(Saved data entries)
################

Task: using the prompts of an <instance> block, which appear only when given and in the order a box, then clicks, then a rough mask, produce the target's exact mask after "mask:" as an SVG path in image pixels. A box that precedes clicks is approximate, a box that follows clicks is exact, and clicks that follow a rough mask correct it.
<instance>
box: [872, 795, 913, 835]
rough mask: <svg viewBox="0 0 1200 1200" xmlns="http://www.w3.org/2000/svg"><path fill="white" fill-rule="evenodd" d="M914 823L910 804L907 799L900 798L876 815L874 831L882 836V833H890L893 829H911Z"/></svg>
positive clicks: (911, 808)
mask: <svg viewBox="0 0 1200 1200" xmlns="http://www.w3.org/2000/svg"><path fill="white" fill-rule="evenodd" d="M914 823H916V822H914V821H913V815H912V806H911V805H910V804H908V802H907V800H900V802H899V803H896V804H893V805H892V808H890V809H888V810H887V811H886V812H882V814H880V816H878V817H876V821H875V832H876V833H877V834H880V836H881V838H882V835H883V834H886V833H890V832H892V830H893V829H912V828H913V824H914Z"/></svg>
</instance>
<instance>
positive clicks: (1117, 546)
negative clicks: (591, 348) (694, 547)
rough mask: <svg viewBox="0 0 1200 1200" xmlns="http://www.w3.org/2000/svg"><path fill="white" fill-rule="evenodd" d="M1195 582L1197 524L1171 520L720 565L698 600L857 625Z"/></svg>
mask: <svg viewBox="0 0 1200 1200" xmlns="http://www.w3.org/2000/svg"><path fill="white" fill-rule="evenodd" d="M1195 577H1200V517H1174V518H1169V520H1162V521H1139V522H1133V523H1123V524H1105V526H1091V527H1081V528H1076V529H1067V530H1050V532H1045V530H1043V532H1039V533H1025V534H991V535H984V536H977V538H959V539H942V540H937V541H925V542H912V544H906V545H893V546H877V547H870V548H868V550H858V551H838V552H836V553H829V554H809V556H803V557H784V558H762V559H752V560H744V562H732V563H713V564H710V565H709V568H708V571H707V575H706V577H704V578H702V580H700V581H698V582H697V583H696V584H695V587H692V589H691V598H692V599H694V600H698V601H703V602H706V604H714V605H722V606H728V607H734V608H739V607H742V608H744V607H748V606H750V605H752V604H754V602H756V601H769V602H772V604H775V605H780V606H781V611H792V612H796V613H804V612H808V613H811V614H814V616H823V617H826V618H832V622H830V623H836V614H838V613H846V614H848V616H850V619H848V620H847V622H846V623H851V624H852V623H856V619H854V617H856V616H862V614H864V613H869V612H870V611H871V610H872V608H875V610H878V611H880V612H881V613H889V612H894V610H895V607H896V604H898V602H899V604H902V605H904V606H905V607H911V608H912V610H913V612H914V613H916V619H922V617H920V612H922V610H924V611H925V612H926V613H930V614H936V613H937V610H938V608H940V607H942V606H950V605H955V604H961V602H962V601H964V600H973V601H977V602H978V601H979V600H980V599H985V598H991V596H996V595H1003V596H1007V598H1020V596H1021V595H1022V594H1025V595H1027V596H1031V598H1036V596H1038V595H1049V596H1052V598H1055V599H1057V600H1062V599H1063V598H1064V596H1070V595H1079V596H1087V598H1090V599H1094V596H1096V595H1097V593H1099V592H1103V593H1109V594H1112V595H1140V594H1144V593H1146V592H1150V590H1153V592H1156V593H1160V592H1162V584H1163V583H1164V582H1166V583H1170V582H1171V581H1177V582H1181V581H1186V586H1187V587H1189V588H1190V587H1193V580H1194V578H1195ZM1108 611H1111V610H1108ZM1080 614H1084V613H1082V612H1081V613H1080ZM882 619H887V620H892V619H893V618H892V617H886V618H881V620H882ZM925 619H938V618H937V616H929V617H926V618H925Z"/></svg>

################

Please reproduce the records above line for line, without any changes.

Task: using the prompts of an <instance> block, which appear only when given and in the order a box, then clicks, then a rough mask, produce the target's exact mask after "mask:" as an SVG path in image pixels. A box that precedes clicks is approximate, a box that follows clicks is exact, and clicks that follow a rough mask correct it.
<instance>
box: [872, 795, 913, 835]
rough mask: <svg viewBox="0 0 1200 1200" xmlns="http://www.w3.org/2000/svg"><path fill="white" fill-rule="evenodd" d="M914 823L910 804L907 799L900 798L876 815L874 831L882 836V833H890L893 829H911Z"/></svg>
positive clicks: (911, 808)
mask: <svg viewBox="0 0 1200 1200" xmlns="http://www.w3.org/2000/svg"><path fill="white" fill-rule="evenodd" d="M914 823H916V822H914V821H913V815H912V806H911V805H910V804H908V802H907V800H900V802H899V803H896V804H893V805H892V808H890V809H888V810H887V811H886V812H882V814H880V816H878V817H876V821H875V832H876V833H877V834H880V836H881V838H882V835H883V834H886V833H890V832H892V830H893V829H912V828H913V824H914Z"/></svg>
</instance>
<instance>
positive clicks: (1117, 546)
negative clicks: (591, 348) (694, 547)
rough mask: <svg viewBox="0 0 1200 1200" xmlns="http://www.w3.org/2000/svg"><path fill="white" fill-rule="evenodd" d="M1195 582L1197 524L1171 520L720 565L698 600L857 625Z"/></svg>
mask: <svg viewBox="0 0 1200 1200" xmlns="http://www.w3.org/2000/svg"><path fill="white" fill-rule="evenodd" d="M1195 577H1200V517H1174V518H1169V520H1162V521H1139V522H1133V523H1123V524H1105V526H1091V527H1081V528H1076V529H1067V530H1050V532H1045V530H1043V532H1039V533H1025V534H991V535H984V536H977V538H959V539H942V540H937V541H925V542H912V544H906V545H893V546H877V547H870V548H868V550H858V551H838V552H836V553H829V554H809V556H803V557H784V558H762V559H752V560H744V562H732V563H713V564H710V565H709V568H708V571H707V575H706V577H704V578H702V580H700V581H698V582H697V583H696V584H695V587H692V589H691V598H692V599H694V600H698V601H703V602H706V604H714V605H722V606H728V607H734V608H739V607H742V608H744V607H748V606H750V605H752V604H754V602H756V601H769V602H772V604H775V605H780V606H781V611H792V612H796V613H804V612H808V613H811V614H814V616H823V617H826V618H832V622H830V623H836V614H838V613H846V614H848V616H850V619H848V620H847V622H846V623H851V624H852V623H856V619H854V617H856V616H862V614H864V613H869V612H870V611H871V610H872V608H875V610H878V611H880V612H881V613H889V612H894V610H895V607H896V604H898V602H899V604H902V605H904V606H905V607H911V608H912V610H913V612H914V613H916V619H922V617H920V612H922V610H924V611H925V612H926V613H930V614H936V613H937V610H938V608H940V607H942V606H950V605H955V604H961V602H962V601H964V600H973V601H977V602H978V601H979V600H980V599H985V598H991V596H996V595H1003V596H1007V598H1020V596H1021V595H1022V594H1025V595H1027V596H1031V598H1036V596H1038V595H1049V596H1052V598H1055V599H1057V600H1062V599H1063V598H1064V596H1070V595H1079V596H1087V598H1090V599H1094V596H1096V595H1097V593H1099V592H1103V593H1109V594H1112V595H1140V594H1144V593H1146V592H1150V590H1153V592H1156V593H1160V592H1162V584H1163V583H1164V582H1166V583H1170V582H1171V581H1177V582H1181V581H1186V586H1187V587H1189V588H1190V587H1193V580H1194V578H1195ZM1108 611H1111V610H1108ZM1080 614H1084V613H1082V612H1081V613H1080ZM882 619H887V620H892V619H893V618H892V617H886V618H881V620H882ZM925 619H938V618H937V616H929V617H926V618H925Z"/></svg>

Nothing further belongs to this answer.